PROBLEM - An exact copy of the listing is required.

****************************************

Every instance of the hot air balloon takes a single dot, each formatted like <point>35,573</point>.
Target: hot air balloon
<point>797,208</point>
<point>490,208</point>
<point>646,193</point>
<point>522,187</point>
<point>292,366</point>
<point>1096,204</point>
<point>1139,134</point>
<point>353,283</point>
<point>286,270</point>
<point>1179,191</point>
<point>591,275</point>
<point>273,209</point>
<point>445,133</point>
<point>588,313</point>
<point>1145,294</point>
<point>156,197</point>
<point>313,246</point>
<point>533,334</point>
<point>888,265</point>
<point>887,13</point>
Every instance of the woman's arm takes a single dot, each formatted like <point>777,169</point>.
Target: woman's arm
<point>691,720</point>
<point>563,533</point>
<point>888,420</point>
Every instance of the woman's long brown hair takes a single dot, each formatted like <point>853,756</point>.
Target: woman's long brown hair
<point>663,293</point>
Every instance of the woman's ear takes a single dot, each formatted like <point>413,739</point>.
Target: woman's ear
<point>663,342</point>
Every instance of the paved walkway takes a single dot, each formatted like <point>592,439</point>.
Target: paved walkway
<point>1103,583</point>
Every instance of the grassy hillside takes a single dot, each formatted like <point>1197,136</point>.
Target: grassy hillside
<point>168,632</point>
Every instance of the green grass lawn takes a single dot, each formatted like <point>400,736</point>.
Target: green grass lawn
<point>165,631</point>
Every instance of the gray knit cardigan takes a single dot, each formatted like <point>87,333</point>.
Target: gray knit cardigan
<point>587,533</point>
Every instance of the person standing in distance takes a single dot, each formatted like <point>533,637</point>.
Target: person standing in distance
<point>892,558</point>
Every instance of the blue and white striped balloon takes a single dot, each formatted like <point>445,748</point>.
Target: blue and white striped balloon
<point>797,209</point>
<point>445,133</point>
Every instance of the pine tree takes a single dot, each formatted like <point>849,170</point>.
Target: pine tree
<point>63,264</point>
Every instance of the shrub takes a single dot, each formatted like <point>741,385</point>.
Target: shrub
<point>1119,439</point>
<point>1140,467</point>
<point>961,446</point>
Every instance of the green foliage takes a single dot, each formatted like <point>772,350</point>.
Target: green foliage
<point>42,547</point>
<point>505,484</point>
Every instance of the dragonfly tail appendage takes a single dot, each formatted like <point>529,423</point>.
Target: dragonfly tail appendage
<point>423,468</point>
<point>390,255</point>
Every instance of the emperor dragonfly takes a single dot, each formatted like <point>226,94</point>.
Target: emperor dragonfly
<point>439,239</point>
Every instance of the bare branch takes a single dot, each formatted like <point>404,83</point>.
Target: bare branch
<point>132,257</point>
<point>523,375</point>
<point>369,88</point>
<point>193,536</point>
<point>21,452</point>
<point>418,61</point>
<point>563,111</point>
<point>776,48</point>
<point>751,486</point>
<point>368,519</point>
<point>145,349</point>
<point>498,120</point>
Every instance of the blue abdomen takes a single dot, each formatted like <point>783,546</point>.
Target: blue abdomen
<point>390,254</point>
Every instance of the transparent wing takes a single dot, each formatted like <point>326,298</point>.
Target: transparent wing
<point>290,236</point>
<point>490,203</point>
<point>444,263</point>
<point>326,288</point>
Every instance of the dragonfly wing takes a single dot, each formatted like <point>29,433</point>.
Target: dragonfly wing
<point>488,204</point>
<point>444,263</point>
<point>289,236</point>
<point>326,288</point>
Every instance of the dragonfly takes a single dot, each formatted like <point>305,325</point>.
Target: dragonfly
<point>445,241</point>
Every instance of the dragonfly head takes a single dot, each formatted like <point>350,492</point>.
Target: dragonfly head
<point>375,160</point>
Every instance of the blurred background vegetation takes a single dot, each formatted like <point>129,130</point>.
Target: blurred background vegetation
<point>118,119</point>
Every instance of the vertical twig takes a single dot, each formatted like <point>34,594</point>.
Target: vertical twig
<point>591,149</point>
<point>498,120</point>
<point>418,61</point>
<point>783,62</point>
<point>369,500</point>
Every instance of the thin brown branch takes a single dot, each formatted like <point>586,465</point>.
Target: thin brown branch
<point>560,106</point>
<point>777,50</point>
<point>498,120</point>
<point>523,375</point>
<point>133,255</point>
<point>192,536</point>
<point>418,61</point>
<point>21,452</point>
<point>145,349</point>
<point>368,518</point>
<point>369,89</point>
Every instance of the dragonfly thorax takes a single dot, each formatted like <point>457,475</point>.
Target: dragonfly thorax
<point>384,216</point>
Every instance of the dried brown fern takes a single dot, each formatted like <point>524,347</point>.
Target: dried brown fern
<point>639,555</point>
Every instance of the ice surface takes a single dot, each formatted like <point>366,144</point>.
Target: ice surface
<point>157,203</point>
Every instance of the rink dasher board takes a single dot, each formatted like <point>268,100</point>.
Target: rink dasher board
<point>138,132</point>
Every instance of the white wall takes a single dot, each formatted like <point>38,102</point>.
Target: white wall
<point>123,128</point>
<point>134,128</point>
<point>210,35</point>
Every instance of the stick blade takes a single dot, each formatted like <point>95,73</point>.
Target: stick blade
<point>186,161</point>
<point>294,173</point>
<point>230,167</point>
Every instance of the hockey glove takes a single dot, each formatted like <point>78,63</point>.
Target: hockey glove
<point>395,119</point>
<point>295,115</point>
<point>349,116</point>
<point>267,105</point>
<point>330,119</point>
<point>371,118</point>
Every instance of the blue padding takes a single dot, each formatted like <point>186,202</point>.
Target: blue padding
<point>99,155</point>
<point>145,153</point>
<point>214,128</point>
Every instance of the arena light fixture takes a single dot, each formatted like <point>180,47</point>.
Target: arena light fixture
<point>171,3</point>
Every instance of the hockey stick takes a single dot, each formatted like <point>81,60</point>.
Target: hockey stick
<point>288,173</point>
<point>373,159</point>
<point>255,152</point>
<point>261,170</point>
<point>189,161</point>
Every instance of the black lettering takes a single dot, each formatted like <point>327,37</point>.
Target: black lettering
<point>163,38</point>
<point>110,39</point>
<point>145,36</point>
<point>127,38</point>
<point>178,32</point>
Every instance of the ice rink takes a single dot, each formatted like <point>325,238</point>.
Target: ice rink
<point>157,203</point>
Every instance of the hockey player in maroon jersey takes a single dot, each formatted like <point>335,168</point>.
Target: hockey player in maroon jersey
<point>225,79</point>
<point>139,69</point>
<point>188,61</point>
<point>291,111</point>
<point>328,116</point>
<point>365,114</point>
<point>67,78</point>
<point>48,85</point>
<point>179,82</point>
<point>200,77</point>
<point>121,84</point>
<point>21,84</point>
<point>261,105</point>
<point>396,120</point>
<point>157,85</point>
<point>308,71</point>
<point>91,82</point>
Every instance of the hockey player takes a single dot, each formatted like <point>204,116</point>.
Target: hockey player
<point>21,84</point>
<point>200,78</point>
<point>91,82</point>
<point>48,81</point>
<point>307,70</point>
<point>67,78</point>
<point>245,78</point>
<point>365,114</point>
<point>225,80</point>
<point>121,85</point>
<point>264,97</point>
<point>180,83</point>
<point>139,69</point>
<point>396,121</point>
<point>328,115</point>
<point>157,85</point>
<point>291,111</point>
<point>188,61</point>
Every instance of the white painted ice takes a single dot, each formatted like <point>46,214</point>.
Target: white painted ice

****************************************

COMPLETED TASK -
Every instance of the hot air balloon takes a single dot, each formatted like <point>35,573</point>.
Target: hot air balloon
<point>797,208</point>
<point>490,208</point>
<point>646,193</point>
<point>522,187</point>
<point>292,366</point>
<point>1096,204</point>
<point>1139,134</point>
<point>353,283</point>
<point>286,270</point>
<point>1179,191</point>
<point>591,275</point>
<point>273,209</point>
<point>445,133</point>
<point>588,313</point>
<point>1145,294</point>
<point>156,197</point>
<point>313,246</point>
<point>533,334</point>
<point>888,265</point>
<point>887,13</point>
Every instance of the woman's arm takes a single dot, each formatted like <point>777,169</point>.
Target: woman's arm
<point>691,720</point>
<point>563,533</point>
<point>888,420</point>
Every instance of the woman's long brown hair takes a single dot, each formatted like <point>853,756</point>.
Target: woman's long brown hair
<point>663,293</point>
Every instance of the woman's ear takes a single dot, each formatted like <point>413,739</point>.
Target: woman's ear
<point>663,342</point>
Every instance of the paved walkway takes a single dot, each formatted like <point>592,439</point>.
Target: paved walkway
<point>1103,583</point>
Every instance of the grassy hillside takes a single dot, each formatted like <point>1197,136</point>.
Target: grassy hillside
<point>168,632</point>
Every instance of the green grass lawn takes a single dot, each formatted like <point>400,736</point>.
Target: green grass lawn
<point>165,631</point>
Every instance of the gray knit cardigan takes a single dot, each formatted like <point>87,333</point>.
Target: gray knit cardigan
<point>587,533</point>
Every instance of the person standing in distance takes a single dot, each formatted like <point>533,637</point>.
Target: person standing in distance
<point>892,558</point>
Every instance of the blue and white striped balloon takes a single dot, each formatted like <point>445,748</point>.
Target: blue and white striped balloon
<point>797,209</point>
<point>445,133</point>
Every instance of the pine tree takes a single dot, each formatted like <point>849,170</point>.
Target: pine tree
<point>63,264</point>
Every instance of the shrub takes a single dot, each formatted like <point>741,385</point>.
Target: shrub
<point>1119,439</point>
<point>1140,467</point>
<point>961,446</point>
Every instance of the green foliage takes a single dot, each formatted like <point>772,350</point>.
Target: green foliage
<point>42,547</point>
<point>505,484</point>
Every instance of the dragonfly tail appendage takes a single dot, each formatted like <point>529,423</point>.
Target: dragonfly tail appendage
<point>423,468</point>
<point>390,255</point>
Every instance of the emperor dragonfly takes a single dot, each formatted like <point>226,94</point>.
Target: emperor dragonfly
<point>439,239</point>
Every instance of the bare branch takes a single dot, each formatted like <point>404,83</point>.
Target: bare branch
<point>132,257</point>
<point>523,375</point>
<point>369,88</point>
<point>193,536</point>
<point>21,452</point>
<point>418,61</point>
<point>563,111</point>
<point>776,48</point>
<point>751,486</point>
<point>368,519</point>
<point>145,349</point>
<point>498,120</point>
Every instance of the blue abdomen takes a single dot, each formatted like <point>783,546</point>.
Target: blue abdomen
<point>390,254</point>
Every instance of the transparent wing takes a single dot, each formatted like <point>326,298</point>.
Target: transparent wing
<point>290,236</point>
<point>490,203</point>
<point>444,263</point>
<point>326,288</point>
Every instance of the dragonfly wing takes a single dot, each formatted like <point>29,433</point>.
Target: dragonfly wing
<point>488,204</point>
<point>444,263</point>
<point>289,236</point>
<point>326,288</point>
Every instance of the dragonfly takes a single dot, each formatted like <point>305,325</point>.
Target: dragonfly
<point>445,241</point>
Every instance of the dragonfly head takes a single dot, each formatted like <point>350,492</point>.
Target: dragonfly head
<point>375,160</point>
Every instance of the blurred background vegetation takes a single dot, each formatted like <point>129,130</point>.
Target: blurred background vegetation
<point>118,119</point>
Every instance of the vertical twig takes a single dot, each formatted like <point>34,594</point>.
Target: vertical twig
<point>591,149</point>
<point>498,120</point>
<point>418,61</point>
<point>783,62</point>
<point>369,500</point>
Every instance of the thin brown branch takes a single dot, each formatted like <point>586,465</point>.
Target: thin brown branch
<point>560,106</point>
<point>777,50</point>
<point>498,120</point>
<point>523,375</point>
<point>133,255</point>
<point>192,536</point>
<point>418,61</point>
<point>21,452</point>
<point>145,349</point>
<point>368,518</point>
<point>369,89</point>
Every instance of the dragonfly thorax takes a single dot, each formatted like <point>457,475</point>.
Target: dragonfly thorax
<point>384,216</point>
Every instance of the dried brown fern takes a single dot, each formatted like <point>524,347</point>.
Target: dried brown fern
<point>639,555</point>
Every instance of the ice surface takes a single dot, each formatted like <point>366,144</point>.
Target: ice surface
<point>157,203</point>
Every instance of the rink dasher board takes a single dot, each formatted like <point>268,100</point>.
Target: rink dasher board
<point>138,132</point>
Every instance of the white wall takes a single dot, each formatted like <point>38,102</point>.
Target: white wall
<point>123,128</point>
<point>134,128</point>
<point>210,35</point>
Every instance of the stick blade takes a single dot, each formatted like <point>95,73</point>.
Target: stick blade
<point>186,161</point>
<point>294,173</point>
<point>230,167</point>
Every instance of the hockey glove takes a single dot, each formatted like <point>78,63</point>.
Target: hockey glove
<point>395,119</point>
<point>295,115</point>
<point>349,116</point>
<point>267,105</point>
<point>330,119</point>
<point>371,118</point>
Every instance of the blue padding takes a single dot, each formatted like <point>186,202</point>.
Target: blue padding
<point>99,155</point>
<point>145,153</point>
<point>214,128</point>
Every instance of the arena light fixture takes a single dot, each formatted like <point>180,47</point>.
Target: arena light fixture
<point>171,3</point>
Every instance of the hockey stick takes a single dot, each formatted like <point>81,60</point>.
Target: hockey stick
<point>288,173</point>
<point>373,159</point>
<point>255,152</point>
<point>261,170</point>
<point>189,161</point>
Every instance of the black lettering takes a single dot, each formatted like <point>327,37</point>.
Target: black lettering
<point>163,38</point>
<point>110,39</point>
<point>145,36</point>
<point>127,38</point>
<point>178,32</point>
Every instance of the ice rink takes a single dot, each formatted like <point>325,238</point>.
Target: ice rink
<point>157,203</point>
Every instance of the hockey player in maroon jersey takes a single dot, each formatted like <point>335,168</point>.
Target: hockey player in maroon jersey
<point>225,79</point>
<point>139,69</point>
<point>188,61</point>
<point>291,111</point>
<point>328,116</point>
<point>365,114</point>
<point>67,78</point>
<point>48,85</point>
<point>179,82</point>
<point>200,77</point>
<point>121,84</point>
<point>21,84</point>
<point>261,105</point>
<point>396,120</point>
<point>157,85</point>
<point>308,71</point>
<point>91,82</point>
Every instance of the hockey player takes a single dot, each formatted like <point>204,116</point>.
Target: hockey player
<point>21,84</point>
<point>200,78</point>
<point>91,82</point>
<point>48,81</point>
<point>307,70</point>
<point>67,78</point>
<point>245,78</point>
<point>365,114</point>
<point>225,80</point>
<point>121,85</point>
<point>264,97</point>
<point>180,83</point>
<point>139,69</point>
<point>396,121</point>
<point>328,115</point>
<point>157,85</point>
<point>291,111</point>
<point>188,61</point>
Every instance of the white painted ice takes a single dot, each formatted like <point>46,214</point>.
Target: white painted ice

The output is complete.